INSTRUCTIONS TO FOLLOW
Beneath this task are records; print exactly the stretch of them from the line with "Task: Where can the hydraulic" through the line with "Target: yellow road roller", both ends included.

RECORDS FOR THIS EXERCISE
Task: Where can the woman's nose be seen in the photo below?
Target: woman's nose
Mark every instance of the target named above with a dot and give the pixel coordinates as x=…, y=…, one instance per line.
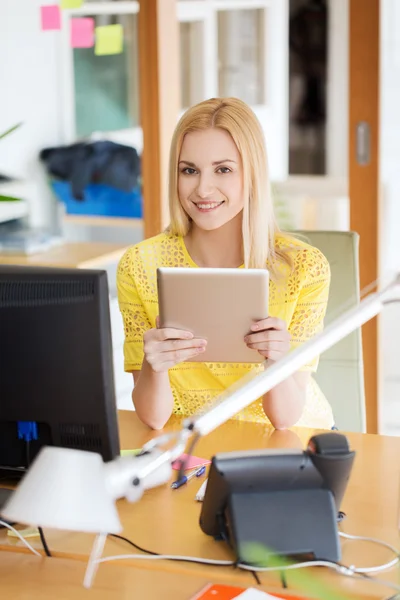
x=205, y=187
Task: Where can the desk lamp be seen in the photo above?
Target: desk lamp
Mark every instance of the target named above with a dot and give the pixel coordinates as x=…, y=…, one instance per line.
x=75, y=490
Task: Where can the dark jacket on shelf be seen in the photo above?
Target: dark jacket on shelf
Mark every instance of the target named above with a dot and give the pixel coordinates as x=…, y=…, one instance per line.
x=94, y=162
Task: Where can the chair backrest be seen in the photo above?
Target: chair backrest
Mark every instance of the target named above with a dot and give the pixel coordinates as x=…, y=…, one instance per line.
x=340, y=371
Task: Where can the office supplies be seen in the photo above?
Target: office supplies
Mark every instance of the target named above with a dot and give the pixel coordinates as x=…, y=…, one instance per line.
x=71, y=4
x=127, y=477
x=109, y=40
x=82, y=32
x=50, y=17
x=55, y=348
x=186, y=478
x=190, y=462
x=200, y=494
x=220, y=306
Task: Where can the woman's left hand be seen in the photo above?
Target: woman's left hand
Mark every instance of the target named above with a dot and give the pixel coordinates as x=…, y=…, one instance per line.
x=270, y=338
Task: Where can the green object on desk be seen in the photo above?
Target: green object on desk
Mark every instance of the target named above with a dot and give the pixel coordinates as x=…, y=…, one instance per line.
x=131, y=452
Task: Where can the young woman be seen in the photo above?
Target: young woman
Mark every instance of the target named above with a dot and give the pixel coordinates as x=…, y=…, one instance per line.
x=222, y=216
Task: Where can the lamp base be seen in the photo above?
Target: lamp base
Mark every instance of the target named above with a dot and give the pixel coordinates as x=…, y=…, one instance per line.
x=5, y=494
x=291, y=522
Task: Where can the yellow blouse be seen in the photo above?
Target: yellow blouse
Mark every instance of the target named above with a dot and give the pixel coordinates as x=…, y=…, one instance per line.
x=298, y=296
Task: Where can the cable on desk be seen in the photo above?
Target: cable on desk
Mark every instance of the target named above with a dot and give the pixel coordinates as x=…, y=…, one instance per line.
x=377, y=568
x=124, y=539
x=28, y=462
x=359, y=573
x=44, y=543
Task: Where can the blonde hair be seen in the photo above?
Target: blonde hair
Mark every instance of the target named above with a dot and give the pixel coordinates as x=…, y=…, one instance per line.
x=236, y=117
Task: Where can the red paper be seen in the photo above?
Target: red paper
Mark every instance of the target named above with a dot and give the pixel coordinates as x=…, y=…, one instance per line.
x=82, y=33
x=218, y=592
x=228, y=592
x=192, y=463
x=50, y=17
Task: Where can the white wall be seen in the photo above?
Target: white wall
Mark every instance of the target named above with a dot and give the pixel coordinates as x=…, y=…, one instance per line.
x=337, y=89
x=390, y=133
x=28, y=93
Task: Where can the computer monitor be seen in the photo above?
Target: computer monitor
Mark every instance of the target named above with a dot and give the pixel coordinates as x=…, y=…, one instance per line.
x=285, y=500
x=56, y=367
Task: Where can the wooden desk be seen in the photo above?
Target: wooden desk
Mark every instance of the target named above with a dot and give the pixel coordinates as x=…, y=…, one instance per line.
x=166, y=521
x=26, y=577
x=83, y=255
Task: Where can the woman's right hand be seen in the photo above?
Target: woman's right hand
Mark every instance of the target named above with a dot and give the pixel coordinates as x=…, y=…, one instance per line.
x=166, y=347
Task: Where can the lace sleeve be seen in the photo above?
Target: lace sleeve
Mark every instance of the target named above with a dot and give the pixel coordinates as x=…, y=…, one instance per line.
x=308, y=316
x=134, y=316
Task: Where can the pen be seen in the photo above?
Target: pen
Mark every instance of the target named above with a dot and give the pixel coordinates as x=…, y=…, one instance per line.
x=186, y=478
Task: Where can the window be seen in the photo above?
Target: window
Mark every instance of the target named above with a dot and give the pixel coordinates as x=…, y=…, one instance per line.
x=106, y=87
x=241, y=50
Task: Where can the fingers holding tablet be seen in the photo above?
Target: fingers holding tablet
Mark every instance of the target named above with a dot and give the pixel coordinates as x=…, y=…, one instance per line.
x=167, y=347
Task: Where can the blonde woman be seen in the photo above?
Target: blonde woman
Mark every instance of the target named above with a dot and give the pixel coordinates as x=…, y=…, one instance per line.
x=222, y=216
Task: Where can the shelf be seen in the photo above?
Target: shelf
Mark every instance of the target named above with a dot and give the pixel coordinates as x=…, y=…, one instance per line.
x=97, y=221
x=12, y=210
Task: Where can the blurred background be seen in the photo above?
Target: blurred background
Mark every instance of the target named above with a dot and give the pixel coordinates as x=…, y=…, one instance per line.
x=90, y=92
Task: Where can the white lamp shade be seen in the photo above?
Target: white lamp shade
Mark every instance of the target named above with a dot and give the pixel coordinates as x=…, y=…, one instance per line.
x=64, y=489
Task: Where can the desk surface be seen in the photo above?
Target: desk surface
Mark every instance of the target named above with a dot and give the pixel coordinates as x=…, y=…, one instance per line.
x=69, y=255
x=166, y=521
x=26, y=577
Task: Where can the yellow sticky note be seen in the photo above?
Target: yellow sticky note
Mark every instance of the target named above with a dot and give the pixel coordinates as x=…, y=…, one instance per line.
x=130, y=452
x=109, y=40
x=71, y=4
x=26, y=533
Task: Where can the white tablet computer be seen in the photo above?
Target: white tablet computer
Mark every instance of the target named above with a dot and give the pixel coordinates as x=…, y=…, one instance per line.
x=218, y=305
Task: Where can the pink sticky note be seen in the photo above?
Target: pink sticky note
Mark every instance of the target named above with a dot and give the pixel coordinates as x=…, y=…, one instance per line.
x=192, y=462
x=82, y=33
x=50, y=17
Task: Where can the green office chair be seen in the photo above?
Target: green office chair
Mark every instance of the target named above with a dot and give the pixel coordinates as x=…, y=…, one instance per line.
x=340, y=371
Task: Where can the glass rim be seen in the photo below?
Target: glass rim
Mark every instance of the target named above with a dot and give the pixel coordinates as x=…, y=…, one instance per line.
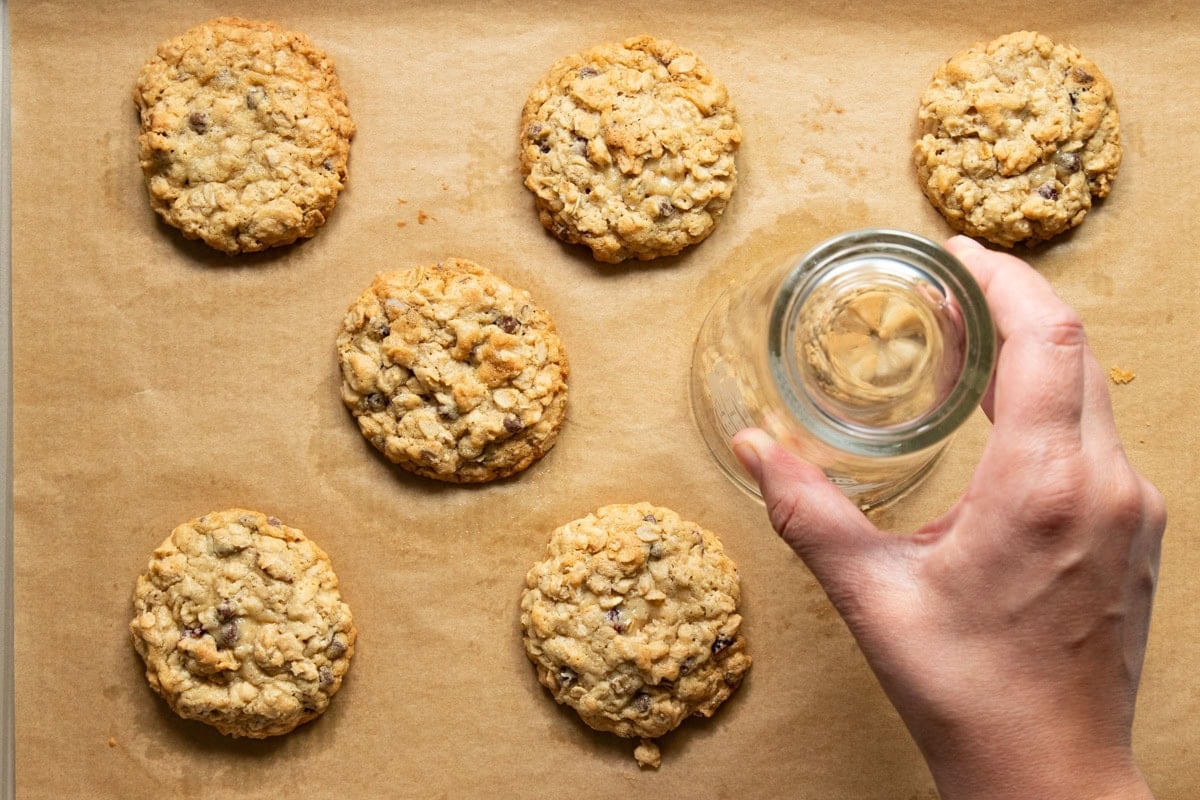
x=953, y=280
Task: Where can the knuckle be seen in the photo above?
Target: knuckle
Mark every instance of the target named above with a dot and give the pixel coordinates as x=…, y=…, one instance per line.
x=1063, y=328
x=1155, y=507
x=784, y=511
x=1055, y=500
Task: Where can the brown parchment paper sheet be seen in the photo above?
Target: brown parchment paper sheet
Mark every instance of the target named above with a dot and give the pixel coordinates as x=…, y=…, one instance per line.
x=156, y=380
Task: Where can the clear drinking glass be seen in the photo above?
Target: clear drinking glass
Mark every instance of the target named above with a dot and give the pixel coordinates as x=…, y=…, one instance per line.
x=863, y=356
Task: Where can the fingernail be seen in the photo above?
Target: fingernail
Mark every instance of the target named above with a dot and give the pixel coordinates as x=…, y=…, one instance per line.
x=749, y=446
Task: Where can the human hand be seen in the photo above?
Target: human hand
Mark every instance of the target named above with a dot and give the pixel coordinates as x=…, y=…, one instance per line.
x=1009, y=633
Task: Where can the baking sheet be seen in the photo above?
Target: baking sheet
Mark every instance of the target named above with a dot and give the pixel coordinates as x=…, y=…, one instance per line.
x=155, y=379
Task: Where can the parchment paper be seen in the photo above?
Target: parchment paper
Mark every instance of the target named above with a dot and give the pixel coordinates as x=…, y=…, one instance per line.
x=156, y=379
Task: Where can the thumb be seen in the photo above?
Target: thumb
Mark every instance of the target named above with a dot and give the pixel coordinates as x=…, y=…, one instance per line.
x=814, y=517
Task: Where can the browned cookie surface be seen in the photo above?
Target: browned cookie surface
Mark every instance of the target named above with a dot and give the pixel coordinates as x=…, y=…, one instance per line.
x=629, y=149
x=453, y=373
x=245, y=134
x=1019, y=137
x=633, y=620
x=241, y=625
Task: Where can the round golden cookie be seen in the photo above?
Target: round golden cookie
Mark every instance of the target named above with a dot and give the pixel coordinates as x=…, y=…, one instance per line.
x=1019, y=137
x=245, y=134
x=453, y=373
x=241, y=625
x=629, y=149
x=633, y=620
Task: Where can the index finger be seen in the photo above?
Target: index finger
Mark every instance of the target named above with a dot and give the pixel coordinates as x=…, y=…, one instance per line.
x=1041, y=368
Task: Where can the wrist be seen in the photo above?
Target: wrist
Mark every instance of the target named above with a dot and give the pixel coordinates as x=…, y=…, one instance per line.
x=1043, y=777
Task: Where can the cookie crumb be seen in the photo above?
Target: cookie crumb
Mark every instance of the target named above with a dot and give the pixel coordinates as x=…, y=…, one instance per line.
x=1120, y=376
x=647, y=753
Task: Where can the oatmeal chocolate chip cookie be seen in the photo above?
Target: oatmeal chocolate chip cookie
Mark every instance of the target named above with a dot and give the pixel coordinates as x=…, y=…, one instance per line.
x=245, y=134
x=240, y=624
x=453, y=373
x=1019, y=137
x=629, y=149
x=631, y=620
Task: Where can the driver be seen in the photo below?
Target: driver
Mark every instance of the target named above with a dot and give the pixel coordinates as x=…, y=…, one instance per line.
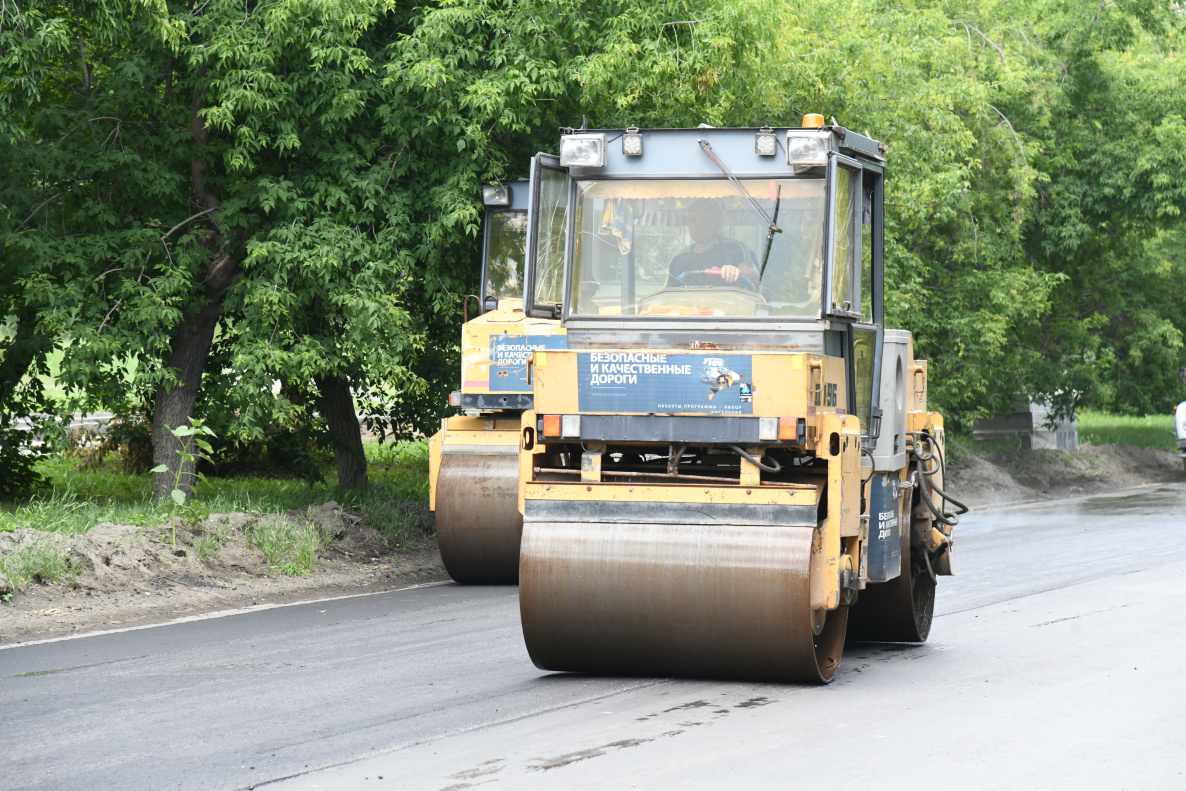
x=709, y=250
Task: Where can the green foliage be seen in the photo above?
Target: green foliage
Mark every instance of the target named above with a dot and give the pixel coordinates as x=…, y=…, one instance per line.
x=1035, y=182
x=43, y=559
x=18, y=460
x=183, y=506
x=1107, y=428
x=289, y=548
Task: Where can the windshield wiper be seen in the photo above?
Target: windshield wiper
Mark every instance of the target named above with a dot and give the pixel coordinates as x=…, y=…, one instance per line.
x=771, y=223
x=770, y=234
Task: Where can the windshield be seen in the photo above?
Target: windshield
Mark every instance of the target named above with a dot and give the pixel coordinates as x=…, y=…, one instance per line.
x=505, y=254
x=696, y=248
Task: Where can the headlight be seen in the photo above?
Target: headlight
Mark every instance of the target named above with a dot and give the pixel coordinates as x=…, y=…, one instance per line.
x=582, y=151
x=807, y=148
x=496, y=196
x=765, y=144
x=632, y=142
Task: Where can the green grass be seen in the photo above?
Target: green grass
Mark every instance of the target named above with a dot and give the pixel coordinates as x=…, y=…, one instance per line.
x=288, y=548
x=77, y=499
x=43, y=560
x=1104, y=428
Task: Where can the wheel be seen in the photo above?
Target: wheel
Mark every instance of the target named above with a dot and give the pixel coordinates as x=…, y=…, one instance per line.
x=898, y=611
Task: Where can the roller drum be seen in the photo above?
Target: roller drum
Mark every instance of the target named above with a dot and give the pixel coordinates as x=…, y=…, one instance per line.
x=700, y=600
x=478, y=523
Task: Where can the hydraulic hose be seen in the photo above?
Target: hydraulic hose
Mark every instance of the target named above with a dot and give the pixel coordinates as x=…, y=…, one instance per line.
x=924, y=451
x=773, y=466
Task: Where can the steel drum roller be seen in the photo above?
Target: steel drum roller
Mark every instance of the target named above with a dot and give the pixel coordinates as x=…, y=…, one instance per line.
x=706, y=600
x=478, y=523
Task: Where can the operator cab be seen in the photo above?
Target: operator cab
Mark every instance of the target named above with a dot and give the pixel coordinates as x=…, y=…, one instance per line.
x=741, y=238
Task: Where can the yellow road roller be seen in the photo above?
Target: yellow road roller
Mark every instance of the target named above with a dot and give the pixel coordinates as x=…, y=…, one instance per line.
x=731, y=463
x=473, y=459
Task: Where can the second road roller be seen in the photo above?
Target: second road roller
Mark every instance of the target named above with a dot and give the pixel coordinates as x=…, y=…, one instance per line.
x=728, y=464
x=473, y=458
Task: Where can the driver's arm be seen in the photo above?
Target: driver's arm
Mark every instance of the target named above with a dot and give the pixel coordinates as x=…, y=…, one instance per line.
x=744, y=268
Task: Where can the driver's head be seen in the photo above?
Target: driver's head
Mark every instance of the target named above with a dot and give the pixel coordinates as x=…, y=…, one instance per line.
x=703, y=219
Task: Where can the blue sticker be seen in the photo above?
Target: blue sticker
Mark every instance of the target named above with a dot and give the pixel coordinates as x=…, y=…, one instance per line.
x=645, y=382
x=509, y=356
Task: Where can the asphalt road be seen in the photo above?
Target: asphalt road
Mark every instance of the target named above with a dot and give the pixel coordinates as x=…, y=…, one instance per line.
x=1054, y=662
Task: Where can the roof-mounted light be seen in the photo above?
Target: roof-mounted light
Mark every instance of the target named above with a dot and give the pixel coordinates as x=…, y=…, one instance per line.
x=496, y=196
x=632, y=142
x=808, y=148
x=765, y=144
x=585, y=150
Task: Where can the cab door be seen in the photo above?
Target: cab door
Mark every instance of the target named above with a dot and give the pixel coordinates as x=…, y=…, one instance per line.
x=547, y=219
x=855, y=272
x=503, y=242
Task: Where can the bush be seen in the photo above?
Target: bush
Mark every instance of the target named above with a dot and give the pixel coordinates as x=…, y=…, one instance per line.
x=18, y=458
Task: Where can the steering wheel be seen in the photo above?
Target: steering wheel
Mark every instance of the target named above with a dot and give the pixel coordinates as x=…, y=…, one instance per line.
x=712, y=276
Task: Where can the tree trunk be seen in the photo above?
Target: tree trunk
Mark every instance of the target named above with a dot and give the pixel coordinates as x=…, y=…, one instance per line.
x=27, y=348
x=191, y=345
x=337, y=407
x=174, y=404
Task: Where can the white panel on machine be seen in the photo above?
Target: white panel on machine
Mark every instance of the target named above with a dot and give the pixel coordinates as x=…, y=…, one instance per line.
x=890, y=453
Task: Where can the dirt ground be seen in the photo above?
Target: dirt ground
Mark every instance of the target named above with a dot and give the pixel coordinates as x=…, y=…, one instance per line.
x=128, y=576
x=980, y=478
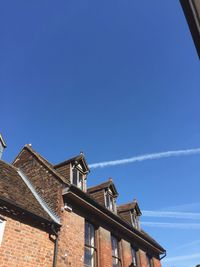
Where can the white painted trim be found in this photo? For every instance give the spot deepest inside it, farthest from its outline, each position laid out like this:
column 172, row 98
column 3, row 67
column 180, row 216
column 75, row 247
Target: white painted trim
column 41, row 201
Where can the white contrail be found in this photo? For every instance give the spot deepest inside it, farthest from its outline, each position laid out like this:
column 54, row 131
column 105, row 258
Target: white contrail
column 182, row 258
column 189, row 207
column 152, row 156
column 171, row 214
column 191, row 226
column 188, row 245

YOUR RESPONSE
Task: Where can the hydraulic hose be seen in the photo above?
Target: hydraulic hose
Mark every instance of the target named above with a dot and give the pixel coordinates as x=…, y=…, one instance per line.
x=924, y=451
x=773, y=466
Task: Where can the steel drum roller be seen in the photo above?
Target: steel drum roller
Mark every instance of the target named above with a dot and give the pixel coordinates as x=…, y=…, one instance per line.
x=706, y=600
x=478, y=523
Task: Where can the operator cab be seen in the photo above?
Target: operator cab
Mark every instance of the target named above with a dot and give the pixel coordinates as x=…, y=…, one instance per line.
x=741, y=238
Task: Where can the yellow road roller be seen in the photo above?
Target: yellow road roller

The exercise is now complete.